** begin DATASET CONTENT **
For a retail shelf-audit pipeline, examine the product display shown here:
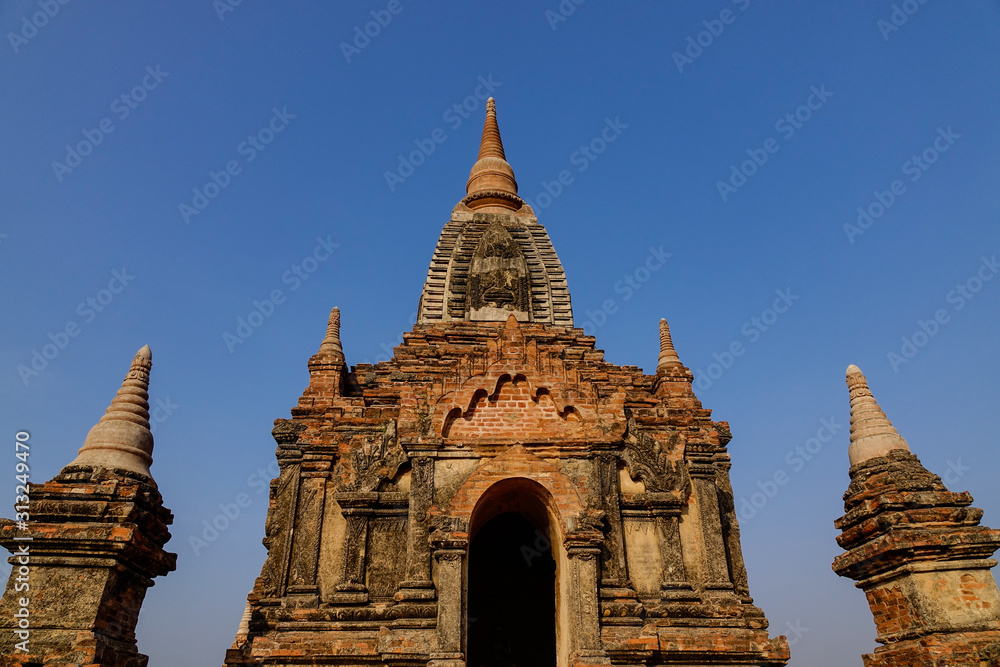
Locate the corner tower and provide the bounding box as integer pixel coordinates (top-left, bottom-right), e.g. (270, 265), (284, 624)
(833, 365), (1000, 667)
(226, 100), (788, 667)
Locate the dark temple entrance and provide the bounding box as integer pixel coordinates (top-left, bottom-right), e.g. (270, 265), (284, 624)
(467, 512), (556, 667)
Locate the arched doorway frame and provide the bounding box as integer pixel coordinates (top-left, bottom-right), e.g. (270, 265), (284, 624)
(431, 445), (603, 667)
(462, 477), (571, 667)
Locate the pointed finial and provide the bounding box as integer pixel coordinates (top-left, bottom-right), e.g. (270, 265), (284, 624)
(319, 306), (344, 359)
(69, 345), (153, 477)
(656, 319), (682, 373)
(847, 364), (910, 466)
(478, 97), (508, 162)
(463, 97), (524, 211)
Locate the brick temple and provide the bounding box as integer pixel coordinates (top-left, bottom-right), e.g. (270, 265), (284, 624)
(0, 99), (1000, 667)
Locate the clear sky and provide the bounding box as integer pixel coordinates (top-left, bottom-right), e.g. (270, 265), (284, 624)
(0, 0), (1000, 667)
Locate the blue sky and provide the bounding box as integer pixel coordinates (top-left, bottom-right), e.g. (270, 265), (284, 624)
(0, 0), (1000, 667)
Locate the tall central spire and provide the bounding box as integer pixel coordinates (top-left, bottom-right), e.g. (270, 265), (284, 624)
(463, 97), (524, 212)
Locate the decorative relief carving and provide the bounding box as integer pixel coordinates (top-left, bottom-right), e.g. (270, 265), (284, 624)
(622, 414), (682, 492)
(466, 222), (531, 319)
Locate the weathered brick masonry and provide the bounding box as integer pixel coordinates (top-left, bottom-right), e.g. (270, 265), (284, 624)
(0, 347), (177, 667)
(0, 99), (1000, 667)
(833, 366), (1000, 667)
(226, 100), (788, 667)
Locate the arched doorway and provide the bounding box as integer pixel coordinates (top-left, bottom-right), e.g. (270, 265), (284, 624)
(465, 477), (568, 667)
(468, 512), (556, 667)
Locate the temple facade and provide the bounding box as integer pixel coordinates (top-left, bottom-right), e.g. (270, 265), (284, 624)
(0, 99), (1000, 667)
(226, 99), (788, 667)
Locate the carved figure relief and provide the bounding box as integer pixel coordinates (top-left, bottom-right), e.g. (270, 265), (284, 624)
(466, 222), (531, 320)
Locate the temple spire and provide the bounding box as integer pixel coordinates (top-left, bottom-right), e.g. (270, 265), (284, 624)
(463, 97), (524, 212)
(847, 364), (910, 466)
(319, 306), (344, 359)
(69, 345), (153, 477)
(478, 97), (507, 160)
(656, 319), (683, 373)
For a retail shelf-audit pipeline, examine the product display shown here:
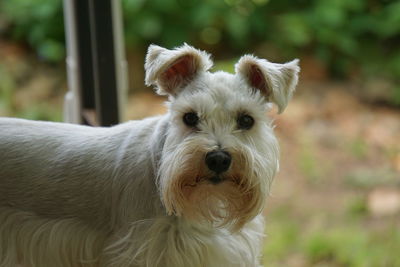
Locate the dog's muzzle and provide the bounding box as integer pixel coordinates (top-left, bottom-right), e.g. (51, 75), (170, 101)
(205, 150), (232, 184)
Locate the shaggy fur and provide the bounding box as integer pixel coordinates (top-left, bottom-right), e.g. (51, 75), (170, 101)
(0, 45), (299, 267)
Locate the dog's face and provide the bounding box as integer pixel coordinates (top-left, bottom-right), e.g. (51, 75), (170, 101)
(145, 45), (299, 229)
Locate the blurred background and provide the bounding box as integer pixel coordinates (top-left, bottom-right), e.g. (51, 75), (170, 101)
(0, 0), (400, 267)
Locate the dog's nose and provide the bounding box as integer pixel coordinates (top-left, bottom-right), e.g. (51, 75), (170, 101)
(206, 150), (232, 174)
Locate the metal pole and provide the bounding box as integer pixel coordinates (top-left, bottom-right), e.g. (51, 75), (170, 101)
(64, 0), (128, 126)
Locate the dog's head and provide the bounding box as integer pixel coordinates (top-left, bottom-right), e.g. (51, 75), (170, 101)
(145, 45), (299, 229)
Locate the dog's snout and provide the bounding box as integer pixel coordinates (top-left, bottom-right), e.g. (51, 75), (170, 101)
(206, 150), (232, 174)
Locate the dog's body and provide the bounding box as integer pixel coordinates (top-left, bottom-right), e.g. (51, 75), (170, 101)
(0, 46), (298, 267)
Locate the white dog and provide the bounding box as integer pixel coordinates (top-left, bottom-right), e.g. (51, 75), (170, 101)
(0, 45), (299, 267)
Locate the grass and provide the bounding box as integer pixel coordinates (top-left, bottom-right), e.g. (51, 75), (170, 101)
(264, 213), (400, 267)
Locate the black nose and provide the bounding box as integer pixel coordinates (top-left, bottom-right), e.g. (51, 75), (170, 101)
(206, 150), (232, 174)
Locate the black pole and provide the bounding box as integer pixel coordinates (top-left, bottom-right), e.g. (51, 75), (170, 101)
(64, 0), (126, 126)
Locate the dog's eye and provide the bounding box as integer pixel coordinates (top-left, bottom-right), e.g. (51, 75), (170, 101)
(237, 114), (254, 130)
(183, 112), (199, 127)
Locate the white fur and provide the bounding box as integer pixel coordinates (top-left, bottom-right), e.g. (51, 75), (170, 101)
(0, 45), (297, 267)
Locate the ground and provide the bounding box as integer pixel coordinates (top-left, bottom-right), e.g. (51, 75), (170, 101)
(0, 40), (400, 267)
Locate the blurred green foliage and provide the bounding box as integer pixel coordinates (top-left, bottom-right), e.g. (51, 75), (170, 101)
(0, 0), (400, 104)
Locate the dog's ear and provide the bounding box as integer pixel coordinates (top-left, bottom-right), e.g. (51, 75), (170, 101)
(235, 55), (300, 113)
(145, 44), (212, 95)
** end DATASET CONTENT **
** begin DATASET CONTENT **
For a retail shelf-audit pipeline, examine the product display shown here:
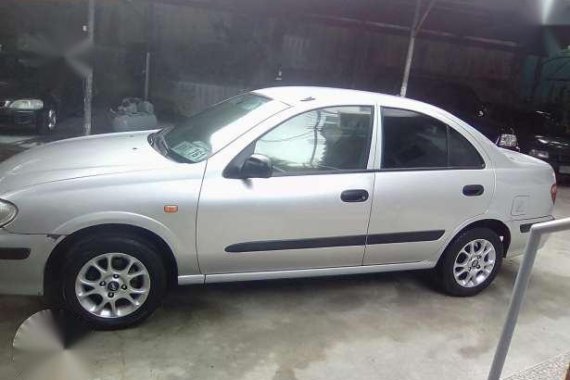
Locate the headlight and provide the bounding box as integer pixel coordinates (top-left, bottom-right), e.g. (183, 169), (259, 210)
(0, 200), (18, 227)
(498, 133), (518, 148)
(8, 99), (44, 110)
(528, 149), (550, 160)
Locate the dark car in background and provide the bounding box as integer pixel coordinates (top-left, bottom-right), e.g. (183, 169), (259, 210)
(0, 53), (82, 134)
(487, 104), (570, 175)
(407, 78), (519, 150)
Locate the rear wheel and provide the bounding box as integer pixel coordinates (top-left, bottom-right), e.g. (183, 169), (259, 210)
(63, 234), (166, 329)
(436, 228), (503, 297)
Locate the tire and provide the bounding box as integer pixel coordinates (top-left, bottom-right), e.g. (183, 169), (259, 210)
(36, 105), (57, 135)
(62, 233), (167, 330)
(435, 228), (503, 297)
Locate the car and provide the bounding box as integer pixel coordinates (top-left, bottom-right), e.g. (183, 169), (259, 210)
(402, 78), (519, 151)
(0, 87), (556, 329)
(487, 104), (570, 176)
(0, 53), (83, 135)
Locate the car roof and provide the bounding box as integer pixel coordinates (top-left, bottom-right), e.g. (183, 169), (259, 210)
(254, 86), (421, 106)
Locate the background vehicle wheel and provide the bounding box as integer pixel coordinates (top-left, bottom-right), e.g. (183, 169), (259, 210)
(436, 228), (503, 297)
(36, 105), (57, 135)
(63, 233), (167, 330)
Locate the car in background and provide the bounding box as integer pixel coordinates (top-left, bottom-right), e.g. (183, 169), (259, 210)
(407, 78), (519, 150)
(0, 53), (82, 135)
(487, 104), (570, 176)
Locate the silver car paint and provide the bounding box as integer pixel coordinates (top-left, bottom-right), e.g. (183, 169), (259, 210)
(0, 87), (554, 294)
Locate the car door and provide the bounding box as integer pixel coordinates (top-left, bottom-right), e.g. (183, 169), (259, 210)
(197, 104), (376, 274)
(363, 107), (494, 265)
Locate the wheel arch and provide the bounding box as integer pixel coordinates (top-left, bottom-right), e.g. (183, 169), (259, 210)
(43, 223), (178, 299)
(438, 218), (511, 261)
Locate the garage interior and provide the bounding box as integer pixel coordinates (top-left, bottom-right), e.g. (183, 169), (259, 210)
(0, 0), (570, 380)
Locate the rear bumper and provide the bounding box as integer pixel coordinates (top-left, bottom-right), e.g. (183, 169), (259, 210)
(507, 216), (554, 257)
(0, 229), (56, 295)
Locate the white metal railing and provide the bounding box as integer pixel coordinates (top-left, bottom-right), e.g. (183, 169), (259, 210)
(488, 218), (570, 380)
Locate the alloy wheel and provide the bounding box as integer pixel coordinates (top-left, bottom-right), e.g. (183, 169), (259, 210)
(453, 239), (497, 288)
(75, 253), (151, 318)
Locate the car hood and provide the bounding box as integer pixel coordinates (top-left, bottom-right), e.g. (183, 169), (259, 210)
** end DATASET CONTENT **
AIM OF THE EXERCISE
Copy out the items verbatim, from the line containing "Locate the black nose" down through the line containing "(145, 44), (212, 95)", ends included.

SOLUTION
Locate the black nose and provide the bounding box as integer pixel coordinates (top-left, bottom-right), e.g. (51, 75), (170, 101)
(206, 150), (232, 174)
Locate the black pole and provide the bounding box as integer pixel coordinates (top-left, bottom-right), e.g. (51, 75), (170, 101)
(64, 0), (126, 126)
Locate the dog's eye and provide the bounding box as integer pixel coordinates (top-left, bottom-right), e.g. (51, 75), (170, 101)
(237, 114), (254, 130)
(183, 112), (199, 127)
Locate the white fur and provide the bounding box as integer pixel coordinates (top-left, bottom-right), e.g. (51, 75), (170, 101)
(0, 45), (297, 267)
Locate the ground and provide the bounding box as integer pixel coordinates (top-left, bottom-right), e.g. (51, 75), (170, 101)
(0, 40), (400, 267)
Locate the blurred green foliage and provide the bounding box as integer pixel coordinates (top-left, bottom-right), e.g. (51, 75), (170, 101)
(0, 0), (400, 104)
Locate the dog's ear and provide the bounding box as integer pixel coordinates (top-left, bottom-right), e.g. (51, 75), (170, 101)
(235, 55), (300, 113)
(145, 44), (212, 95)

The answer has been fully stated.